Written request 1: In the forum thread about shaving a Pekingese, rewrite the passage that begins at the words "Im getting a" and stops after "the sanitary areas.", replacing "coat" with "fur" throughout.
Written request 2: In the forum thread about shaving a Pekingese, which blade does the reply recommend for the sanitary areas?
Written request 3: Pick up the forum thread about shaving a Pekingese and continue it from its final line.

**** Text excerpt ****

# Pekingese Shaved?



## TheDogLuver90 (Sep 7, 2008)

Im getting a new pair of Oster Clippers and I have a pekingese that i want to shave. (we want him to be clipped like that.) But the only thing is i dont know what size blade to use? I want it short but not to were hes bald. ASAP HELP!


----------



## pamperedpups (Dec 7, 2006)

Pekes can look very cute shaved, but keep in mind that if your dog has or develops a condition such as diabetes or cushings after shaving the coat may never look the same again. That said, I think a Peke done in a #4 is about as short as you can go while still leaving a short, somewhat plush coat. A #3, or #5/8 will leave the coat slightly longer still, and then you have a variety of snap ons that will leave the coat various lengths over 1". You'll want a #10 for the sanitary areas.


----------



## Love's_Sophie (Sep 23, 2007)

**** Dataset extract ****

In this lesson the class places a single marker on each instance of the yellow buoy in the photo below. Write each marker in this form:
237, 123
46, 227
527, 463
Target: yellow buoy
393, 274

****

Answer 1:
Im getting a new pair of Oster Clippers and I have a pekingese that i want to shave. (we want him to be clipped like that.) But the only thing is i dont know what size blade to use? I want it short but not to were hes bald. ASAP HELP!


----------



## pamperedpups (Dec 7, 2006)

Pekes can look very cute shaved, but keep in mind that if your dog has or develops a condition such as diabetes or cushings after shaving the fur may never look the same again. That said, I think a Peke done in a #4 is about as short as you can go while still leaving a short, somewhat plush fur. A #3, or #5/8 will leave the fur slightly longer still, and then you have a variety of snap ons that will leave the fur various lengths over 1". You'll want a #10 for the sanitary areas.

Answer 2: A #10 blade.

Answer 3:
For people who want their Pekes (and similarly coated dogs) short, I never go shorter than a #4...the only exception is if the dog is so matted that there is no other option but to take it down shorter. The most common blade I use is the 4 for short; other wise I use #3's, 5\8s blades; the thing I enjoy most is hand scissoring them...they are super cute then


----------



## TheDogLuver90 (Sep 7, 2008)

Sounds good.


----------



## TheDogLuver90 (Sep 7, 2008)

*UPDATE* I shaved him.


----------



## WicketLeia (Oct 15, 2007)

So cute! Except for the winter months, I always keep my Pek shaved.. he loves it and looks so cute! Wicket usually looks like yours shaved, but I leave his tail a little fuller. He always acts like a little wild puppy again every time I get him shaved.. it's funny.


----------



## TheDogLuver90 (Sep 7, 2008)

Hahaha.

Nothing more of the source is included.